Reproduce the rows below verbatim, starting at the beginning of the rows and ending with the line that contains "top-left (241, 195), bottom-right (278, 282)", that line included. Leave the pictures out of your copy.

++++++++

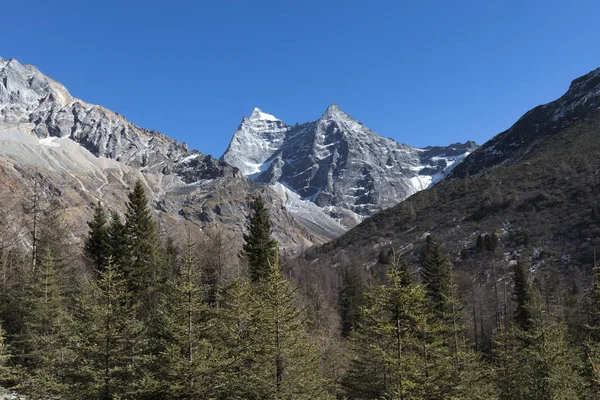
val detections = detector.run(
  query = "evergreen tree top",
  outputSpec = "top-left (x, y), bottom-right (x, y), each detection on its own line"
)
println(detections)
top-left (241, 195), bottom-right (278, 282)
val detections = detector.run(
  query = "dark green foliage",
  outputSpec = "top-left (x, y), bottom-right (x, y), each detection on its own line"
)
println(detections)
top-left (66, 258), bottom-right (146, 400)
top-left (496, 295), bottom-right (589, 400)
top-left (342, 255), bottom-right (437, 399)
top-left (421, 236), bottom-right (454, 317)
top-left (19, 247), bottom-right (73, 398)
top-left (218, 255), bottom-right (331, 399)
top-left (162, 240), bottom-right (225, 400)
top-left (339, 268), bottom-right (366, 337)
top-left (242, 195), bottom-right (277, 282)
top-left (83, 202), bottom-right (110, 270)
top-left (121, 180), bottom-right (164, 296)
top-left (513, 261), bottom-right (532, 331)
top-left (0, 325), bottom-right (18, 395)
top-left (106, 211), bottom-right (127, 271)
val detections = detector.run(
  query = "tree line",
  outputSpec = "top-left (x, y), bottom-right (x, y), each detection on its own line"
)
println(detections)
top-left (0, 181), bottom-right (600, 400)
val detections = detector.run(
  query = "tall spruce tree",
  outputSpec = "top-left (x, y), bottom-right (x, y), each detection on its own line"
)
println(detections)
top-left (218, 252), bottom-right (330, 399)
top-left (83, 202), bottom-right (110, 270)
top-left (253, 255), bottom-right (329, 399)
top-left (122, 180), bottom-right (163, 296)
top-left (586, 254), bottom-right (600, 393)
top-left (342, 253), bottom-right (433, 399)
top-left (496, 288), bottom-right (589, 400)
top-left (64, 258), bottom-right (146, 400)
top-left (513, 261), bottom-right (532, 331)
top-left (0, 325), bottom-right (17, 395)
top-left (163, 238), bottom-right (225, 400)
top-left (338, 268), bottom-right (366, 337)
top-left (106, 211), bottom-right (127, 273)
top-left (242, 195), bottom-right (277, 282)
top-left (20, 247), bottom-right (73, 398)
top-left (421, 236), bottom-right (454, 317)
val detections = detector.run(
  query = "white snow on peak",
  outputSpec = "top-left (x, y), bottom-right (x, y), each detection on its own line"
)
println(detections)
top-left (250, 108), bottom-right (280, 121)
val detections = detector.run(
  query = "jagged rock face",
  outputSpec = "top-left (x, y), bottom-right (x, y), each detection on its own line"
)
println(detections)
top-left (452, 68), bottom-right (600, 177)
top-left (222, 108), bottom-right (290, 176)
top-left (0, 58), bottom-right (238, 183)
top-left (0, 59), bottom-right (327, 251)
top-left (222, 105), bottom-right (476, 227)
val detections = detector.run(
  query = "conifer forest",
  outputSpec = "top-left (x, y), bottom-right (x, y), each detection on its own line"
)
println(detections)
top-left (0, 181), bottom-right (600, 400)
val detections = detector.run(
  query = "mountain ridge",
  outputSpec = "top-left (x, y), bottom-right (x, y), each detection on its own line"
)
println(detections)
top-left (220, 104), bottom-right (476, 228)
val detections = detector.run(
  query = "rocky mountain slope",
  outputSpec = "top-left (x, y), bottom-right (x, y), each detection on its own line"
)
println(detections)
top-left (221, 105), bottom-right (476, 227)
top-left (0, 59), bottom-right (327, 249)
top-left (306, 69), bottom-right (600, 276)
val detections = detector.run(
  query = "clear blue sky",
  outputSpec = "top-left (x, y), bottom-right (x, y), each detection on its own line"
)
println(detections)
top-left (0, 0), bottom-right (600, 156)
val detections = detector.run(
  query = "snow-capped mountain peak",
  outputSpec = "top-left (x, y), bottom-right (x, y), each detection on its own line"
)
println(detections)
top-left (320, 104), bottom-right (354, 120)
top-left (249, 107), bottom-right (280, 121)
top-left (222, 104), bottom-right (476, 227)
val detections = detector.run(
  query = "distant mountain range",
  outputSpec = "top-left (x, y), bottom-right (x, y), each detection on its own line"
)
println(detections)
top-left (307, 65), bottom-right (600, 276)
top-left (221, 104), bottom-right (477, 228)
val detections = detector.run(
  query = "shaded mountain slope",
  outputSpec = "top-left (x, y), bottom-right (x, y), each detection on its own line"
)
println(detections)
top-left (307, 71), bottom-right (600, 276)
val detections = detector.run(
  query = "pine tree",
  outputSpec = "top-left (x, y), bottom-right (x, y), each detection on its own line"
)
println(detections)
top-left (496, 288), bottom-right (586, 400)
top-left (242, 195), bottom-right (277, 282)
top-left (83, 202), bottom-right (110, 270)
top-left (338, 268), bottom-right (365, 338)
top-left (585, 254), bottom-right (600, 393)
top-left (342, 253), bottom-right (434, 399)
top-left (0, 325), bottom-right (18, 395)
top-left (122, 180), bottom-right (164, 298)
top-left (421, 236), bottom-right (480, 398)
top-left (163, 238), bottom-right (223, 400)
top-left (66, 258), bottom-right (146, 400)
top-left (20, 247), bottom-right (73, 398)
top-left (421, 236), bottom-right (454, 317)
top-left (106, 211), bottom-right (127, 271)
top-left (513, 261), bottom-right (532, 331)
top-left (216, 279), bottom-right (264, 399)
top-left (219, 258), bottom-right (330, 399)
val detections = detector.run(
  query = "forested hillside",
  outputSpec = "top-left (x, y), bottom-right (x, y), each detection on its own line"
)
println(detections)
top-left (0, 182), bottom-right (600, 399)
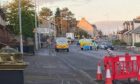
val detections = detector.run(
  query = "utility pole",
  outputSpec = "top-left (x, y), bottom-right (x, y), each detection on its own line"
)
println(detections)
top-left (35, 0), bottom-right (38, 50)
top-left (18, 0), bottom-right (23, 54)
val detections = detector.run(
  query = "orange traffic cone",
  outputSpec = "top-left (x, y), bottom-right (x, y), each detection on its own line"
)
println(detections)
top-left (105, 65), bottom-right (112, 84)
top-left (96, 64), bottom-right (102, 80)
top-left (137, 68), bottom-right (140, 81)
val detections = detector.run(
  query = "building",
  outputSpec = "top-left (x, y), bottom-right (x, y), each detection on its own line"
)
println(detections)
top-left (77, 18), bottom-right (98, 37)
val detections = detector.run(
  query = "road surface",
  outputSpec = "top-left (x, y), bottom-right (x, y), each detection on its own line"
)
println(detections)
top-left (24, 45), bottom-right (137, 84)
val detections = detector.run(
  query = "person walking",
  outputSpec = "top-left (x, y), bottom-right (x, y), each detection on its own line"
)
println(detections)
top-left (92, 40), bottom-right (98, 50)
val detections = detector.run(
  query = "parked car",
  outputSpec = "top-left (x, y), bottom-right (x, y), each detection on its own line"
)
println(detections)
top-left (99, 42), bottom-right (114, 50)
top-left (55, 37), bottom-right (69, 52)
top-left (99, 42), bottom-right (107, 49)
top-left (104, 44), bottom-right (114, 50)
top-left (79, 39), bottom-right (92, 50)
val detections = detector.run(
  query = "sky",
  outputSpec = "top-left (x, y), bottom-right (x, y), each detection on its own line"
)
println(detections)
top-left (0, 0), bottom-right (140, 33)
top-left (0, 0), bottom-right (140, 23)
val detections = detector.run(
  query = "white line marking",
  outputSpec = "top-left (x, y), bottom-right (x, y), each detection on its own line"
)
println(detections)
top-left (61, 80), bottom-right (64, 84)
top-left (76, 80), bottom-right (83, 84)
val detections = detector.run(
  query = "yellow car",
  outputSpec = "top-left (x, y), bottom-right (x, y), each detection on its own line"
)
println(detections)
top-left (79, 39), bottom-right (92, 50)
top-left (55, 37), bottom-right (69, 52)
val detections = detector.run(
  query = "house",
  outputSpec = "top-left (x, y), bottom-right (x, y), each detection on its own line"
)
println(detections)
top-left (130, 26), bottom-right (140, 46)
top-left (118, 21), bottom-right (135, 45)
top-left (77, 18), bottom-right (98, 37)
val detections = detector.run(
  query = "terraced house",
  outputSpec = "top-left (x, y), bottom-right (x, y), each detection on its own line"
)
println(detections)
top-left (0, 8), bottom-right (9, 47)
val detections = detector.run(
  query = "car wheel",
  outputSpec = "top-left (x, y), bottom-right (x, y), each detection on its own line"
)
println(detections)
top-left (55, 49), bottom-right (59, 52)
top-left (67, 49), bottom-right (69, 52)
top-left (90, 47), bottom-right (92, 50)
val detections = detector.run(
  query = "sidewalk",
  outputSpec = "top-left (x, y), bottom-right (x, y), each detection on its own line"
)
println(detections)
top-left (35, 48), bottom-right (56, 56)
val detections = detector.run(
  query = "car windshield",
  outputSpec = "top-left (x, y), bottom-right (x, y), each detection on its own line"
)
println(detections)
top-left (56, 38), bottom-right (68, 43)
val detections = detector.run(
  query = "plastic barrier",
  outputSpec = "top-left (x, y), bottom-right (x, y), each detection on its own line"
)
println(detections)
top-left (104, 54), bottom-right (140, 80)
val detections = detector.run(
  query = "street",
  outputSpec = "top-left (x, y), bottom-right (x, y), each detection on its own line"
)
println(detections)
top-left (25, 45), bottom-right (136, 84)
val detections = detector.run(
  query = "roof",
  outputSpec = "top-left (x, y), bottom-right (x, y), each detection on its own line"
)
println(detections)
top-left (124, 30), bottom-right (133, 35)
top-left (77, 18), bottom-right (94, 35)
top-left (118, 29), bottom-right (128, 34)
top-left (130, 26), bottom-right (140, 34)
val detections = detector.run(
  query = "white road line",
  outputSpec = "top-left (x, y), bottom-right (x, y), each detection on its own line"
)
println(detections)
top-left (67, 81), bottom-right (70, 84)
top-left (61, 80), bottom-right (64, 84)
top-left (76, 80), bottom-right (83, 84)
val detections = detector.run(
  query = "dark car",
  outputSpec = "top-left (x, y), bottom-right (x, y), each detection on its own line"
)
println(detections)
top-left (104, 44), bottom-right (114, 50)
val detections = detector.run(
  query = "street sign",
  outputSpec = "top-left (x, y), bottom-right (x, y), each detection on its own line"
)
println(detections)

++++++++

# Complete response:
val detections = detector.run(
  query = "evergreen tree top",
  outputSpec = "top-left (x, y), bottom-right (x, y), each detection on its own line"
)
println(detections)
top-left (241, 195), bottom-right (278, 282)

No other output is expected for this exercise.